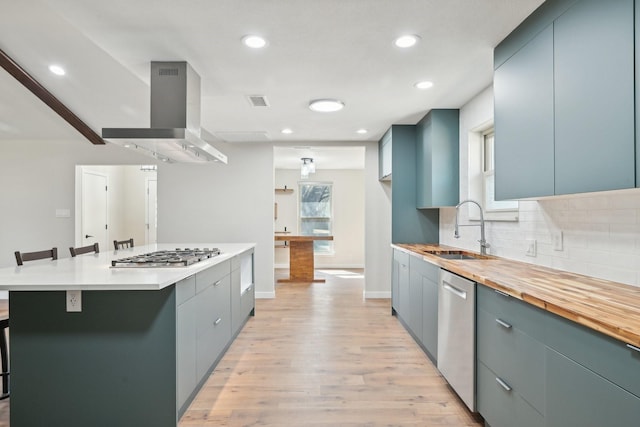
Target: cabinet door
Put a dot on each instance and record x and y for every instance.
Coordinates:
(594, 97)
(524, 132)
(430, 317)
(577, 397)
(385, 153)
(236, 302)
(415, 299)
(186, 350)
(403, 288)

- - - - - - -

> DESCRIPTION OF THE TASK:
Copy the whole listing above word for word but do not carry over the pictures.

> RESPONSE FOR THIS EXERCISE:
Target: cabinet door
Put a dot on each instance and record x and y for every instance.
Coordinates:
(594, 97)
(524, 132)
(430, 317)
(577, 397)
(385, 153)
(236, 302)
(415, 299)
(186, 350)
(403, 288)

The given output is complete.